Find every line in the entries below that contains the word "puppy", and copy each of those lines in full.
◆ ◆ ◆ ◆
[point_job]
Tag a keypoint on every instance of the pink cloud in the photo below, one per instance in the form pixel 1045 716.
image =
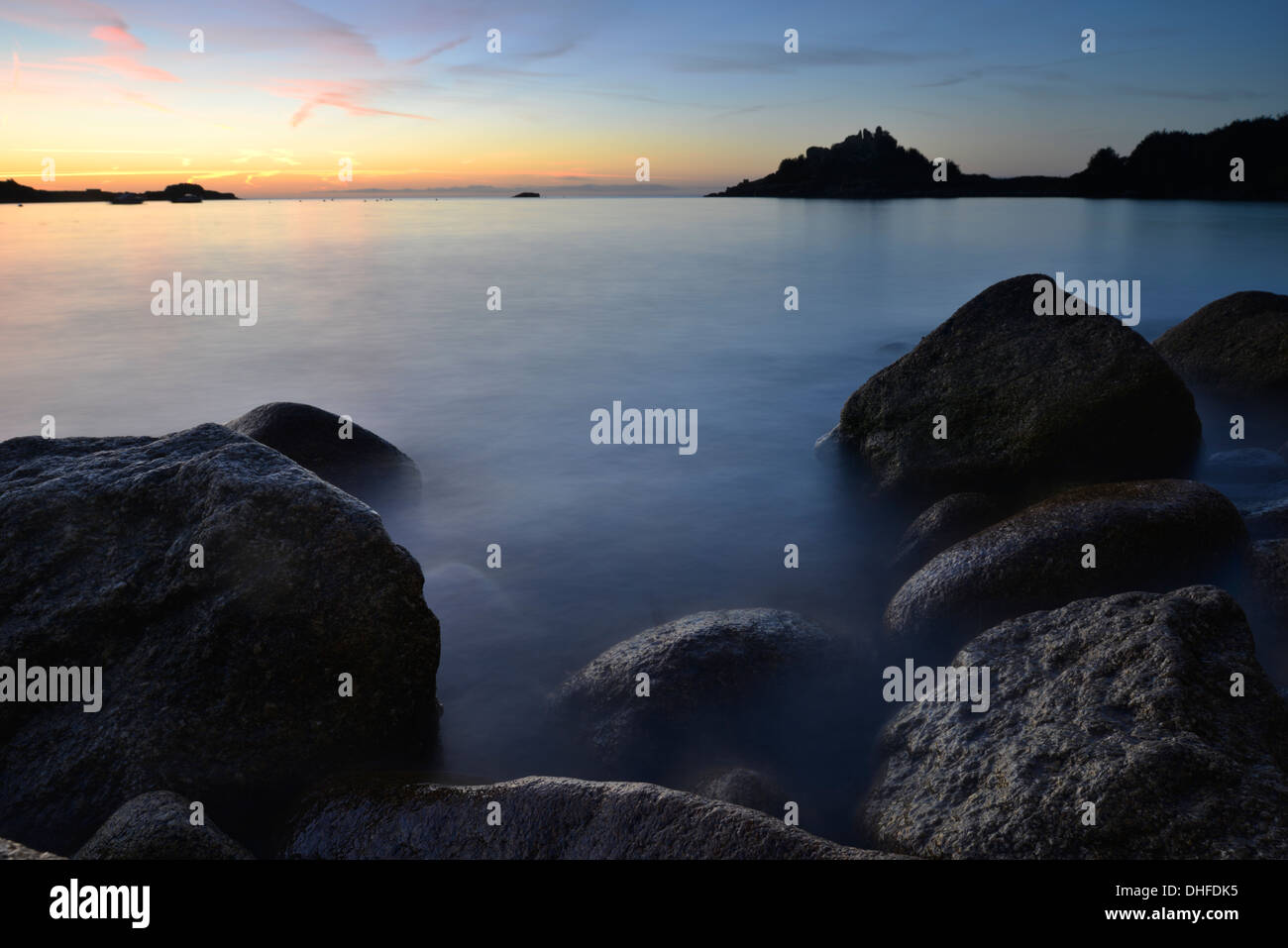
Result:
pixel 313 94
pixel 124 65
pixel 116 37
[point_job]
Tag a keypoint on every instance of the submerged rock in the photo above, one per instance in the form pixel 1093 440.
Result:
pixel 544 818
pixel 16 850
pixel 1147 535
pixel 159 826
pixel 699 668
pixel 1245 466
pixel 1269 574
pixel 1269 520
pixel 1234 352
pixel 219 682
pixel 1026 402
pixel 1122 702
pixel 944 523
pixel 365 466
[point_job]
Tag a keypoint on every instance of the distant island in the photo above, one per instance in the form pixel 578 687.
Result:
pixel 12 192
pixel 1164 165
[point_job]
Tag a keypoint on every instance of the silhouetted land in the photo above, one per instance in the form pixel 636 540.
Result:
pixel 12 192
pixel 1164 165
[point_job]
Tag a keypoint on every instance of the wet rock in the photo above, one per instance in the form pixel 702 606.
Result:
pixel 1269 574
pixel 1147 535
pixel 1029 402
pixel 220 682
pixel 16 850
pixel 1234 355
pixel 544 818
pixel 745 788
pixel 699 668
pixel 1244 466
pixel 944 523
pixel 365 466
pixel 1124 702
pixel 159 826
pixel 1267 520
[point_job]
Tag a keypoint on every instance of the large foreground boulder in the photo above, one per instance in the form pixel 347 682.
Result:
pixel 1028 401
pixel 1122 702
pixel 544 818
pixel 1147 535
pixel 220 682
pixel 944 523
pixel 699 669
pixel 159 826
pixel 1234 353
pixel 365 464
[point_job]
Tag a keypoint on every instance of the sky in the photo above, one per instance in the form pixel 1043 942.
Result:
pixel 286 95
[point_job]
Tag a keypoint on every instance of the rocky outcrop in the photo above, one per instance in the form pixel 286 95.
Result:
pixel 1269 575
pixel 1267 520
pixel 1234 355
pixel 219 681
pixel 745 788
pixel 544 818
pixel 699 669
pixel 944 523
pixel 1147 535
pixel 159 826
pixel 1025 402
pixel 16 850
pixel 1121 702
pixel 365 466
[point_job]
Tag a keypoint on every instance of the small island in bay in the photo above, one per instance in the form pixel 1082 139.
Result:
pixel 12 192
pixel 1240 161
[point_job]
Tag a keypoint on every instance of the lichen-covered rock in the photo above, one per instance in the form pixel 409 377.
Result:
pixel 1122 702
pixel 544 818
pixel 159 826
pixel 745 788
pixel 1147 535
pixel 219 682
pixel 1234 353
pixel 1244 466
pixel 1269 574
pixel 365 464
pixel 698 669
pixel 944 523
pixel 1028 402
pixel 16 850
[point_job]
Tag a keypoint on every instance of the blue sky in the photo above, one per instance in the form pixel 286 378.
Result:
pixel 581 89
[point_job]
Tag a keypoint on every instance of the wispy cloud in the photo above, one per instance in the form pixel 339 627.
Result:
pixel 773 59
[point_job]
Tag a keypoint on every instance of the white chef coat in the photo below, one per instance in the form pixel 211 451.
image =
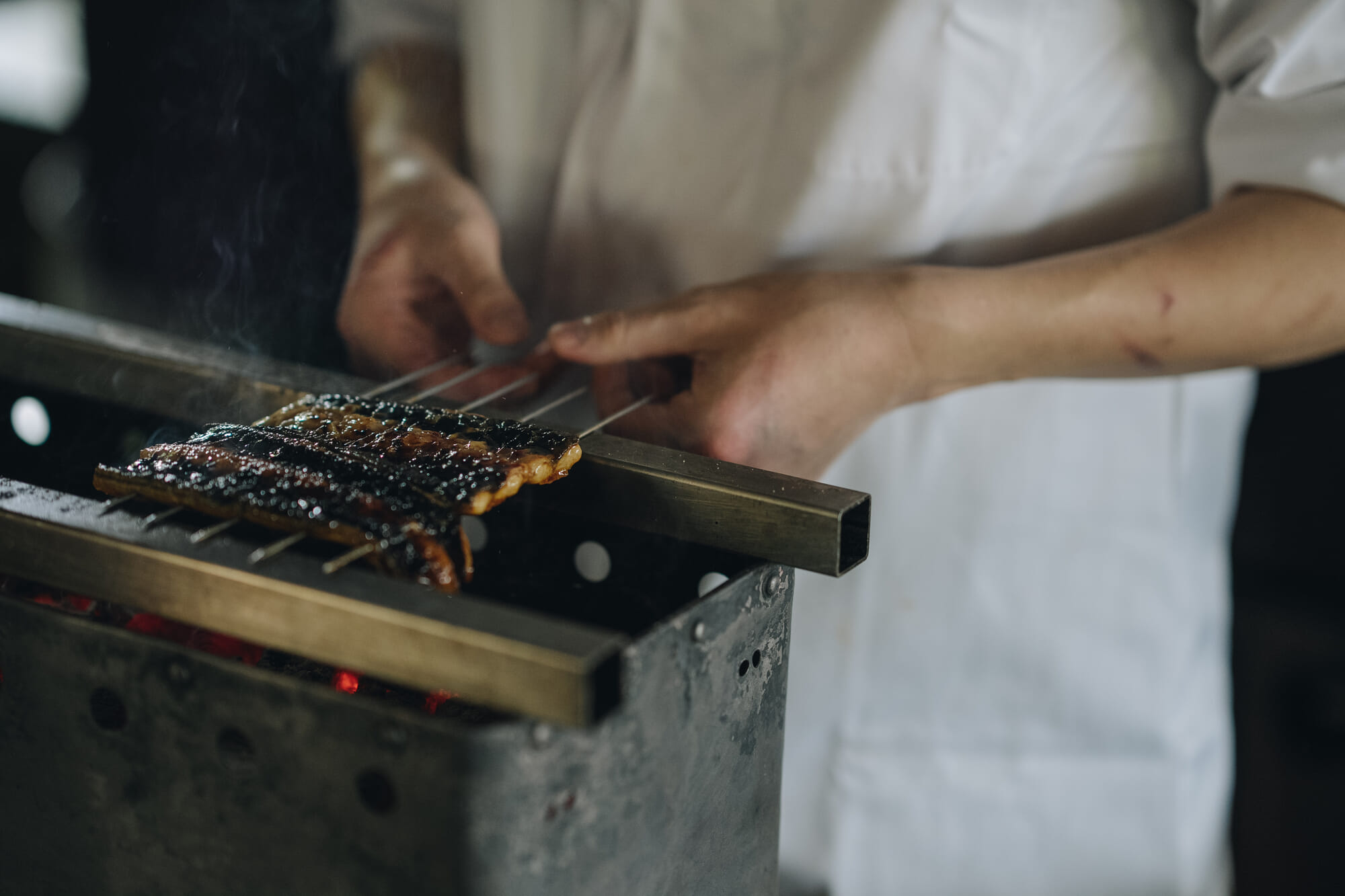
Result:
pixel 1026 688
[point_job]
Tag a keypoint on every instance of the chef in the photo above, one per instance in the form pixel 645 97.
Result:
pixel 1004 264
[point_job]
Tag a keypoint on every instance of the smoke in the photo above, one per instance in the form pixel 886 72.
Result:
pixel 224 178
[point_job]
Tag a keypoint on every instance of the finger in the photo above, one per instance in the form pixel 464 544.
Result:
pixel 466 257
pixel 677 327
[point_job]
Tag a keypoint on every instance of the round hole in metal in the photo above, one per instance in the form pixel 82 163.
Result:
pixel 30 420
pixel 107 709
pixel 709 581
pixel 236 751
pixel 477 534
pixel 376 791
pixel 592 561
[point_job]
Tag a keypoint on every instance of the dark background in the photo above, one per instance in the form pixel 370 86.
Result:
pixel 217 200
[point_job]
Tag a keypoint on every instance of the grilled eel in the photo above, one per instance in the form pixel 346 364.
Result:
pixel 504 454
pixel 356 471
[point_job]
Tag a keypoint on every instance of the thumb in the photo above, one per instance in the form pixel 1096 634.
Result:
pixel 670 329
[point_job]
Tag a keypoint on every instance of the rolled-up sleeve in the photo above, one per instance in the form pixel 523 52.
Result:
pixel 365 25
pixel 1280 116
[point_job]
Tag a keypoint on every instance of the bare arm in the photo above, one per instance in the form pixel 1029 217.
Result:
pixel 1258 280
pixel 426 274
pixel 789 369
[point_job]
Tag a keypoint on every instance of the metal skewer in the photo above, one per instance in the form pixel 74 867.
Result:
pixel 553 405
pixel 349 557
pixel 210 532
pixel 502 391
pixel 115 502
pixel 414 376
pixel 634 405
pixel 275 548
pixel 447 384
pixel 159 516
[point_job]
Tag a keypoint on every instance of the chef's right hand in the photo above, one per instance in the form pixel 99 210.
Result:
pixel 426 275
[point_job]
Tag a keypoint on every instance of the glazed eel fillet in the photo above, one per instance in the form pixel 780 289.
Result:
pixel 356 471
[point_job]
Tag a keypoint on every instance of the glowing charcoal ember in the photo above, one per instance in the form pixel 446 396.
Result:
pixel 436 698
pixel 346 680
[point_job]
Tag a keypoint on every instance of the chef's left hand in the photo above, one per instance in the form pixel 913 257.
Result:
pixel 786 369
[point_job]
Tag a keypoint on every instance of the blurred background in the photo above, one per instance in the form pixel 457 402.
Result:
pixel 185 166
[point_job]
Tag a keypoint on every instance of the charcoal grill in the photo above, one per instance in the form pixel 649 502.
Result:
pixel 629 733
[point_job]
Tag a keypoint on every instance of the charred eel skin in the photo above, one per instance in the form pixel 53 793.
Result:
pixel 356 471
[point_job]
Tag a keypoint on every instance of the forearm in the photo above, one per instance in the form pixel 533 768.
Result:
pixel 406 116
pixel 1260 280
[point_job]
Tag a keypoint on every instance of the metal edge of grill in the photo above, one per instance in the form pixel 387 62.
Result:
pixel 751 512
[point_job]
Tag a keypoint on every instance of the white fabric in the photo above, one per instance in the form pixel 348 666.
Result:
pixel 1026 688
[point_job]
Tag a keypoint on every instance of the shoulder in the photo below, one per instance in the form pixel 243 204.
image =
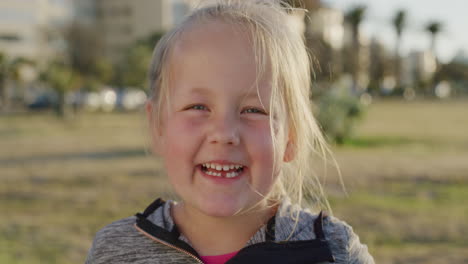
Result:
pixel 112 241
pixel 344 243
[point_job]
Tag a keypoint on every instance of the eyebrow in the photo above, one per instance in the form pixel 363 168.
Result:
pixel 252 94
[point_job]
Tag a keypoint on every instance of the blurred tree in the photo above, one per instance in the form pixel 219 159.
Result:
pixel 433 28
pixel 354 18
pixel 85 56
pixel 12 72
pixel 61 78
pixel 379 67
pixel 132 72
pixel 3 69
pixel 399 24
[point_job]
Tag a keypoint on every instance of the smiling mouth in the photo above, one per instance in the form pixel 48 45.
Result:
pixel 225 170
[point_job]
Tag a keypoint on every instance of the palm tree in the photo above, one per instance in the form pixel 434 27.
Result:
pixel 434 28
pixel 61 78
pixel 354 17
pixel 399 23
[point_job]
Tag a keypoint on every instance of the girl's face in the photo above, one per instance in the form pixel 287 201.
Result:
pixel 215 137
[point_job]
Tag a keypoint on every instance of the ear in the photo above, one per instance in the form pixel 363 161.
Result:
pixel 155 131
pixel 289 152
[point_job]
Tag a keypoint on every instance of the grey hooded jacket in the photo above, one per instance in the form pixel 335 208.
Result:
pixel 129 240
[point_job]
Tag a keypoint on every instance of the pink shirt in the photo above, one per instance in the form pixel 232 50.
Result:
pixel 219 259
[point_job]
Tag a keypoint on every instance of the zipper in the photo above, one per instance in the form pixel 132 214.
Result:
pixel 167 244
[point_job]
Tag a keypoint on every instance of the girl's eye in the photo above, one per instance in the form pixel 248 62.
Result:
pixel 254 111
pixel 196 107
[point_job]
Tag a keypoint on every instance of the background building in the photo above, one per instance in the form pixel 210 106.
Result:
pixel 123 22
pixel 25 27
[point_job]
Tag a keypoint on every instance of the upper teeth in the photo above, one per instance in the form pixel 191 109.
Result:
pixel 220 167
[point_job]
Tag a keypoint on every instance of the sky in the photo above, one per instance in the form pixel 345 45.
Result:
pixel 453 14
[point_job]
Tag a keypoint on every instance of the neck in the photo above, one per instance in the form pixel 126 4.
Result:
pixel 210 235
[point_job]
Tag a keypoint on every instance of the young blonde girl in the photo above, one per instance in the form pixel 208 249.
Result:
pixel 230 116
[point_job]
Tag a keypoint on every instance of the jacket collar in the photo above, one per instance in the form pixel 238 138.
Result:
pixel 282 232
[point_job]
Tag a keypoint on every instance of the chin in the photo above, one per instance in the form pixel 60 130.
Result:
pixel 222 207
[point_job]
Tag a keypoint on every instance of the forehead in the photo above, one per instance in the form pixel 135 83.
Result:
pixel 215 54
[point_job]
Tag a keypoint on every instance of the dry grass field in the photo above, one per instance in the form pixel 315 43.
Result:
pixel 405 171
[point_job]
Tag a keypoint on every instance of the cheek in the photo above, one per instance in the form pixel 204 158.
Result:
pixel 180 142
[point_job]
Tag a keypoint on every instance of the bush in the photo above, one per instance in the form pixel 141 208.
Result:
pixel 338 112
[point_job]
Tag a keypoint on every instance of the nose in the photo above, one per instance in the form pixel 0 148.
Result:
pixel 224 131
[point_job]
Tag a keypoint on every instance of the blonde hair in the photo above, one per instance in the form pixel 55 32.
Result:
pixel 282 53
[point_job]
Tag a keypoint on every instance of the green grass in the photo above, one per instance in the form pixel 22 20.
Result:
pixel 405 172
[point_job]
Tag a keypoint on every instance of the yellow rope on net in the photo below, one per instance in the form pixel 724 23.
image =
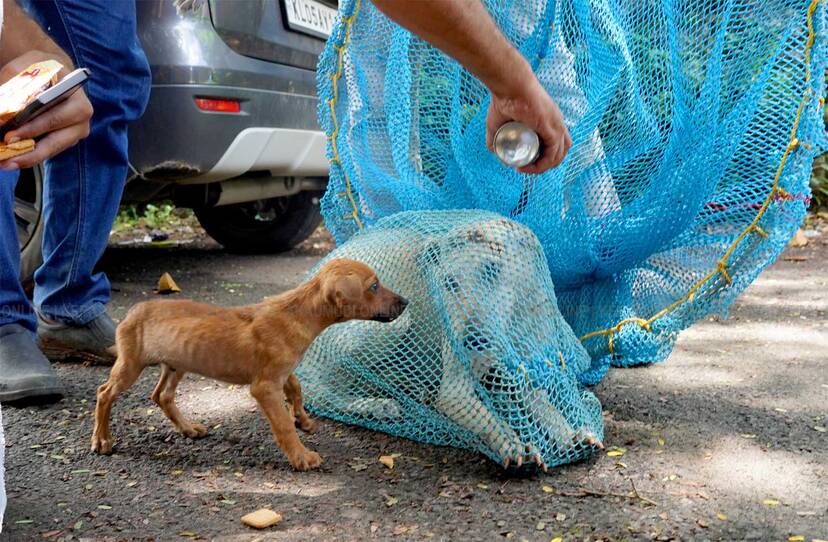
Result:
pixel 753 227
pixel 348 193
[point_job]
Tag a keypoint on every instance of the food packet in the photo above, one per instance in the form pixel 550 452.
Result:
pixel 20 90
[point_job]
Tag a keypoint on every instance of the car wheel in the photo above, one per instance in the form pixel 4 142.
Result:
pixel 28 214
pixel 263 226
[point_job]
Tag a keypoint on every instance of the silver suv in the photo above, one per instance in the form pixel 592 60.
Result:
pixel 231 127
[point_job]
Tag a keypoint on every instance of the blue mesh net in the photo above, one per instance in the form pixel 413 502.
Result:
pixel 694 128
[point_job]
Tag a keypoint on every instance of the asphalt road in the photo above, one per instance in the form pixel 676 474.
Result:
pixel 724 441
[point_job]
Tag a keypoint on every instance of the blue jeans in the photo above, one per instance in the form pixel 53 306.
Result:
pixel 83 185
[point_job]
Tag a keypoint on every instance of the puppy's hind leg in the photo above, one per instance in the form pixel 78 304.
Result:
pixel 124 373
pixel 164 397
pixel 293 393
pixel 272 401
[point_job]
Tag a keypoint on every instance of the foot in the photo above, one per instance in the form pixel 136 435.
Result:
pixel 101 445
pixel 194 430
pixel 25 374
pixel 93 342
pixel 306 424
pixel 305 460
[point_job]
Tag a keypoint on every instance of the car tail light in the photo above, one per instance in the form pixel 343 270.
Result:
pixel 221 105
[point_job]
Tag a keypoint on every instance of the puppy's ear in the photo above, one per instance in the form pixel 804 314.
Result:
pixel 345 288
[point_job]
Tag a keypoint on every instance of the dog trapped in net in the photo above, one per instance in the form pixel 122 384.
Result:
pixel 481 358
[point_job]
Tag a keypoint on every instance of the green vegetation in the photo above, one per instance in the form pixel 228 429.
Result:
pixel 160 216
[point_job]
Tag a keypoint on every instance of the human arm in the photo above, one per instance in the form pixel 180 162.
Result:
pixel 22 43
pixel 464 30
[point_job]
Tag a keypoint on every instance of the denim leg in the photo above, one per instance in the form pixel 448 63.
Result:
pixel 14 306
pixel 84 184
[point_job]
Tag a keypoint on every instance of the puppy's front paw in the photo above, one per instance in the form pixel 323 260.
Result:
◆ ◆ ◆ ◆
▶ Response to the task
Tag a keypoint on every instance of the puppy's hind leg in the photo above, one per instance in the form pixel 78 304.
Tag a keypoint on every instance of the puppy's ear in the photo above, one per instance in the form pixel 804 314.
Tag a keypoint on every instance of the puppy's front paw in the photo above, one per instance in the form pixel 323 260.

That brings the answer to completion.